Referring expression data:
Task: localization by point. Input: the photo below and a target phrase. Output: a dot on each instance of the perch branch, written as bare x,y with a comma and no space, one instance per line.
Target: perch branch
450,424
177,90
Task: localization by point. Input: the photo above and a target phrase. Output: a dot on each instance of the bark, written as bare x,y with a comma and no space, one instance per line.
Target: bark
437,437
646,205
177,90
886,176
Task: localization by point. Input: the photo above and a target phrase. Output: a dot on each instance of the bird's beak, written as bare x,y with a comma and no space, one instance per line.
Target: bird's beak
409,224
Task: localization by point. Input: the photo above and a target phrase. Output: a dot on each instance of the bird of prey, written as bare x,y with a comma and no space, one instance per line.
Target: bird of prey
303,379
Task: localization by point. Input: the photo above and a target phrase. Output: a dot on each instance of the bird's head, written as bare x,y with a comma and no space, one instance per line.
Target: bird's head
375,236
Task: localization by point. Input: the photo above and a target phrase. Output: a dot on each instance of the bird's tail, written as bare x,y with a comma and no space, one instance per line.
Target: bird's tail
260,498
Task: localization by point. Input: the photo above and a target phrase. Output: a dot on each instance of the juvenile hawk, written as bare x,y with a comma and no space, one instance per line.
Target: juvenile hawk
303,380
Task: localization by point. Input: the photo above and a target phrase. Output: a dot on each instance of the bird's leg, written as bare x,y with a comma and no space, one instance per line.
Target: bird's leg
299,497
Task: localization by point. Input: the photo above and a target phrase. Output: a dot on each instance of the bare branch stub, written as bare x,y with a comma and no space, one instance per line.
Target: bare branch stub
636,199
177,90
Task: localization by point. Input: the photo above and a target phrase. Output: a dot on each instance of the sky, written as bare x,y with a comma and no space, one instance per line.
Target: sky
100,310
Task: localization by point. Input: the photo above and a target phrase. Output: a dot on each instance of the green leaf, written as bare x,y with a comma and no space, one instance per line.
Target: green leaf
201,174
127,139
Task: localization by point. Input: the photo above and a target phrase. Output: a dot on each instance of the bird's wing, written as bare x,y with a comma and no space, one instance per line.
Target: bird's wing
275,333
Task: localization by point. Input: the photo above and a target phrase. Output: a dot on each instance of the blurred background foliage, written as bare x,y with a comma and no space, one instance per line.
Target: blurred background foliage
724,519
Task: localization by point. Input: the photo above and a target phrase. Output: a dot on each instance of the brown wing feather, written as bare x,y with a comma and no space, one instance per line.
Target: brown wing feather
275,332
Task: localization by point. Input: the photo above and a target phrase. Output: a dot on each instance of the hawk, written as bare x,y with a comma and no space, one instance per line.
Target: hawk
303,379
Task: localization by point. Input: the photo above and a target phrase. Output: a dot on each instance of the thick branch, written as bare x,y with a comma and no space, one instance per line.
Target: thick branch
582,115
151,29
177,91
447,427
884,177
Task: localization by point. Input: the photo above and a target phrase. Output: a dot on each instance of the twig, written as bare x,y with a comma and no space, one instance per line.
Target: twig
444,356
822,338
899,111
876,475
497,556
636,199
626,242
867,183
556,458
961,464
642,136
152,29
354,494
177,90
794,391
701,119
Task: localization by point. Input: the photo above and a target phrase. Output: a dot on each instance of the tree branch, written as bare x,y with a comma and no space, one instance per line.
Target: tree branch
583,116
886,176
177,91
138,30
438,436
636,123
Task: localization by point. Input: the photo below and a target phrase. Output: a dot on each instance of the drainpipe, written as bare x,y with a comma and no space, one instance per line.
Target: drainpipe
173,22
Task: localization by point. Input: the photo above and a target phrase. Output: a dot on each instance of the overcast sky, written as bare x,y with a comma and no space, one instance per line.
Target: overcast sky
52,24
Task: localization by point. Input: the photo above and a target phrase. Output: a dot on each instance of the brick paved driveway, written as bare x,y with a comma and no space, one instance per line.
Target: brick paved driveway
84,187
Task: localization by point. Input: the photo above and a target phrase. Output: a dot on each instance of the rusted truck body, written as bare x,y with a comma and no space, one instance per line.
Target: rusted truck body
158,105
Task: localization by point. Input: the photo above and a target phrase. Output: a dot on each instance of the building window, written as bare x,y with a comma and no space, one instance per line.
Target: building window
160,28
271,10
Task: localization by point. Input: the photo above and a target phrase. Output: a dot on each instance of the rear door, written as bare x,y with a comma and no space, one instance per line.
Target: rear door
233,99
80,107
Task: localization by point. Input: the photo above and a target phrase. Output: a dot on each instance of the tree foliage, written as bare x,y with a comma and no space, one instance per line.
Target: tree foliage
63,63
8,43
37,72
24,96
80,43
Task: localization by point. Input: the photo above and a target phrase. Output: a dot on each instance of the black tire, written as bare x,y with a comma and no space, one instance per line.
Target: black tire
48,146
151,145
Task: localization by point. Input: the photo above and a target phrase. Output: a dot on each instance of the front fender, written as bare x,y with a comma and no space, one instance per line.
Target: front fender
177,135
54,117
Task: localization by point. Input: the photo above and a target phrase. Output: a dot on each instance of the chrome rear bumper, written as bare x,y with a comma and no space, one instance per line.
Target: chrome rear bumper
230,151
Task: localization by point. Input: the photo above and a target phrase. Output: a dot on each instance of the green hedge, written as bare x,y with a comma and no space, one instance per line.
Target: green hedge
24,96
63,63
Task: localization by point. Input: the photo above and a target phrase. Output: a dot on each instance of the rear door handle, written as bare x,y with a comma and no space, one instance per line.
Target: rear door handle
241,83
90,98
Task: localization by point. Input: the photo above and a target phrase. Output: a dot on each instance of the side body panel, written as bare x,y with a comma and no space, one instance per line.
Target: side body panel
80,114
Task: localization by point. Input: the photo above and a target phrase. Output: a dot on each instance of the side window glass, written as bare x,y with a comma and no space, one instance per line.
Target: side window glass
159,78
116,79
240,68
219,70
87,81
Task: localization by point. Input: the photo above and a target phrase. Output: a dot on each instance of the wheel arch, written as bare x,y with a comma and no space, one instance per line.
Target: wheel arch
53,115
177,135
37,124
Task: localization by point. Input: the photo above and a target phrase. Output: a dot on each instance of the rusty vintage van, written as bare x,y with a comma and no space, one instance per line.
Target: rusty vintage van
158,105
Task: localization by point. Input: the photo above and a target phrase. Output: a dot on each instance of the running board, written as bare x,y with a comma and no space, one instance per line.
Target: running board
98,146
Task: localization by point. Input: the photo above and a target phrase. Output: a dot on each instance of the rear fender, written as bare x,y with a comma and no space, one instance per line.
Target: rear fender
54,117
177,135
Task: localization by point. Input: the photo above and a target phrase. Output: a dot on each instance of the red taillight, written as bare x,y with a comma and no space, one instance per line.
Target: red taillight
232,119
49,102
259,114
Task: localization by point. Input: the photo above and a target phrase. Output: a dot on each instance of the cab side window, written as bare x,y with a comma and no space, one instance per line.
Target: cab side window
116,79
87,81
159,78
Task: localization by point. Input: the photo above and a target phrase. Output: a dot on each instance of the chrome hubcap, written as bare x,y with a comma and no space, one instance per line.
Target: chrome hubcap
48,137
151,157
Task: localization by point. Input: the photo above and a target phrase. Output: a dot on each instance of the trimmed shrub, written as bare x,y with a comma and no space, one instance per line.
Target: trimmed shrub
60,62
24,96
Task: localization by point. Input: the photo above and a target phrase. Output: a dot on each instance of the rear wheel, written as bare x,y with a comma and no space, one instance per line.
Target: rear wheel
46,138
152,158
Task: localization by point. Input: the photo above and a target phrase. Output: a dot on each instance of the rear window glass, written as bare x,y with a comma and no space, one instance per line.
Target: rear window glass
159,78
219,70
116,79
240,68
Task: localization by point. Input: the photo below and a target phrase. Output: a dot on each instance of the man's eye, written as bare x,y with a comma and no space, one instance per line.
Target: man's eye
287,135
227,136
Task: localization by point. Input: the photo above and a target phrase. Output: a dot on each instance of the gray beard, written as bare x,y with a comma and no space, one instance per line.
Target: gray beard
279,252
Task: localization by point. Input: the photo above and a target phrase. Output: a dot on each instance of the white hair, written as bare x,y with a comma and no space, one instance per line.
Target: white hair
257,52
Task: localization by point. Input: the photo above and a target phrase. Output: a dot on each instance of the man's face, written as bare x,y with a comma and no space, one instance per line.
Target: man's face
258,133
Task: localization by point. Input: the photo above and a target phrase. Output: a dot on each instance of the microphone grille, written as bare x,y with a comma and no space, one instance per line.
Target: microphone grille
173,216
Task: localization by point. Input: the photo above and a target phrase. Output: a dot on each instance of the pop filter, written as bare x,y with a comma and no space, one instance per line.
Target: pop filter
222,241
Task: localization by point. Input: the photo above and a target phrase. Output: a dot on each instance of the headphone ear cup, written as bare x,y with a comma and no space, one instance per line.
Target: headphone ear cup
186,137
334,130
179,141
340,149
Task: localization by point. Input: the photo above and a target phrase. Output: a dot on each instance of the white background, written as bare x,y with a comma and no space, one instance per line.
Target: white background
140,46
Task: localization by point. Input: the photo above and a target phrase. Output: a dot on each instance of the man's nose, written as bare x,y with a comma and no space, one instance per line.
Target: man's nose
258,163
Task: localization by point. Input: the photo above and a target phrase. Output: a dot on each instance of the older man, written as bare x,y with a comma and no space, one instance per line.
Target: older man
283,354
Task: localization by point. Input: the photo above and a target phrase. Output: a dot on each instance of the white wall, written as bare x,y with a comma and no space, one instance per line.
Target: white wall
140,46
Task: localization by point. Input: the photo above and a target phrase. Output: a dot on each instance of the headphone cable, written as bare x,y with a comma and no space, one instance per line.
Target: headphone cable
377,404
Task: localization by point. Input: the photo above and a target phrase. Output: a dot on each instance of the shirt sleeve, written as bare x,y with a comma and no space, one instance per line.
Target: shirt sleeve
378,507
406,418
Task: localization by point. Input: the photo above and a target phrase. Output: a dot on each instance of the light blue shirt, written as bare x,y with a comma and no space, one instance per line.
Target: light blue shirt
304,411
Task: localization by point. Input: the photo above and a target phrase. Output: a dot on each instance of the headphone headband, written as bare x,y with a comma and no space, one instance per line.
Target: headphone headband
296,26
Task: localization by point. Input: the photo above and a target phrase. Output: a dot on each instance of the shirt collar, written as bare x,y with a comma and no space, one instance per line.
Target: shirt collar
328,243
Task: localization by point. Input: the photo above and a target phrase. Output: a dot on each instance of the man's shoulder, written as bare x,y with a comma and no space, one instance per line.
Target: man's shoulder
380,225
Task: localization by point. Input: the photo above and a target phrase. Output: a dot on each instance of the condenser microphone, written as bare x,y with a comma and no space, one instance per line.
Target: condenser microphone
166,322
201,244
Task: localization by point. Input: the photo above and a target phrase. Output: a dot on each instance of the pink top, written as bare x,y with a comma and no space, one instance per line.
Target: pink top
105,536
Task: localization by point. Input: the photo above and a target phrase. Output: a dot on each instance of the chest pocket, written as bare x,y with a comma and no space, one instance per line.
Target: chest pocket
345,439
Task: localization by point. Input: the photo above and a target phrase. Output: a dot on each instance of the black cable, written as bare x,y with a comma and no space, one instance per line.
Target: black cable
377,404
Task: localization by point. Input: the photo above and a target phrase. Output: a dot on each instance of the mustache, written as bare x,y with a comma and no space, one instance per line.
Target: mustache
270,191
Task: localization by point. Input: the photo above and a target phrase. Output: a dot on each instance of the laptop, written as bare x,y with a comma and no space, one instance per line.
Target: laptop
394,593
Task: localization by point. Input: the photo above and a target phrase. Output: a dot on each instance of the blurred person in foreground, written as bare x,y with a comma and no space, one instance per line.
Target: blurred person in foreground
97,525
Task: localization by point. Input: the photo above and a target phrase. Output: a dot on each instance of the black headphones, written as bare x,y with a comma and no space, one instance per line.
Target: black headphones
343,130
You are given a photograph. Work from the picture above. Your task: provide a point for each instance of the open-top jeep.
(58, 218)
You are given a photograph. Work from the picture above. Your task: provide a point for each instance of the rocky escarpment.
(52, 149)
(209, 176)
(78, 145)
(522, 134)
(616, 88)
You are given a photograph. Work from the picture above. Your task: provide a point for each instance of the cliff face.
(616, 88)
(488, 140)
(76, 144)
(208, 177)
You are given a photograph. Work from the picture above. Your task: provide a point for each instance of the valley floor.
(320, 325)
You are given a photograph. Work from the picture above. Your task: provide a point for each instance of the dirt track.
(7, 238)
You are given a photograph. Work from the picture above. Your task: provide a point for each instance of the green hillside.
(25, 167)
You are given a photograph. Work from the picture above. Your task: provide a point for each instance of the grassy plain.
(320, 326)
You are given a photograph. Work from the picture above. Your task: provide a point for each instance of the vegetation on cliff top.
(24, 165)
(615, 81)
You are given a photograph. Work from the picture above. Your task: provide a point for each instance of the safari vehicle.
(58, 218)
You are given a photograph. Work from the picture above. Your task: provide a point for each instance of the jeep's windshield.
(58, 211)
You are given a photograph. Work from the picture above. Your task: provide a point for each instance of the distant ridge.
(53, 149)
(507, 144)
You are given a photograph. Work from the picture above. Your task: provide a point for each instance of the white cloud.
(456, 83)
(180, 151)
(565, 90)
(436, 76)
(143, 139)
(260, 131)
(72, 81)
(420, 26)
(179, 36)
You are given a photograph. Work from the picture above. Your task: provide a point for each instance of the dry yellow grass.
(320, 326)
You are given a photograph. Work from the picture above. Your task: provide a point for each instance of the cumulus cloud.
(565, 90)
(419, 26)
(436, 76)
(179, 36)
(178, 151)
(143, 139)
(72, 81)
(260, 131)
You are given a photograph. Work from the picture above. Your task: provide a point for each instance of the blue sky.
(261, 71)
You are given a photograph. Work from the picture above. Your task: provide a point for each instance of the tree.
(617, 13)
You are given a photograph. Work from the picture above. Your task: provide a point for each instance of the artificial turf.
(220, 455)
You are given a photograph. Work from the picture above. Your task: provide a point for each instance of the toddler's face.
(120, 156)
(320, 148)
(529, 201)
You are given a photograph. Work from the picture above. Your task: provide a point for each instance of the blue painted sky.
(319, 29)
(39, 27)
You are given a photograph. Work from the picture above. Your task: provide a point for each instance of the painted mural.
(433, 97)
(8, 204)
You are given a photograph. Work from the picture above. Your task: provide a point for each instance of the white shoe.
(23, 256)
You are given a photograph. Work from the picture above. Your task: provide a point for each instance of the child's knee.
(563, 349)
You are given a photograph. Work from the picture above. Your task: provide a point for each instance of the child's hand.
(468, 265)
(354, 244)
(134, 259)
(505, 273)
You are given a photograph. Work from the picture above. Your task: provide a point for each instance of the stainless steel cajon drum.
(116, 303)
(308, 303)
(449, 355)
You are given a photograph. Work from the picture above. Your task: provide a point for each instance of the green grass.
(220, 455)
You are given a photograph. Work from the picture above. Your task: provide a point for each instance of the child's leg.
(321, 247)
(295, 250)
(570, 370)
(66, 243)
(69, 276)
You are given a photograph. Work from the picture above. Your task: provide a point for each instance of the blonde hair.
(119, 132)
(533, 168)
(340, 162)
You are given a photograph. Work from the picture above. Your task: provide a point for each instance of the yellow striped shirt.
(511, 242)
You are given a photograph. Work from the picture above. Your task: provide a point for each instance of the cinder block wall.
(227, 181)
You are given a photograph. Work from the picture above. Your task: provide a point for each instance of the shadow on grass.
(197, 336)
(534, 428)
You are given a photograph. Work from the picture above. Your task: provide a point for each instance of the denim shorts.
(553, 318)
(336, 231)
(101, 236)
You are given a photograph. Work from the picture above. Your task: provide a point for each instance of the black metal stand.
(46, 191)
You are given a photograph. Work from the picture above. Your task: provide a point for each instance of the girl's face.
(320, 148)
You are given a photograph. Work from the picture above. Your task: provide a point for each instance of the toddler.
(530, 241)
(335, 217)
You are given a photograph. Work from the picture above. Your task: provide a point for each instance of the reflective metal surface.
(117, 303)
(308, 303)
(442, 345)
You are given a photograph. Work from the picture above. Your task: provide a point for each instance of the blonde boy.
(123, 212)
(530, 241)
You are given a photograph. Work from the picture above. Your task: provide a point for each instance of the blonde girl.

## Your assignment
Only a number is expected here: how many lines of the records above contain "below".

## Expected answer
3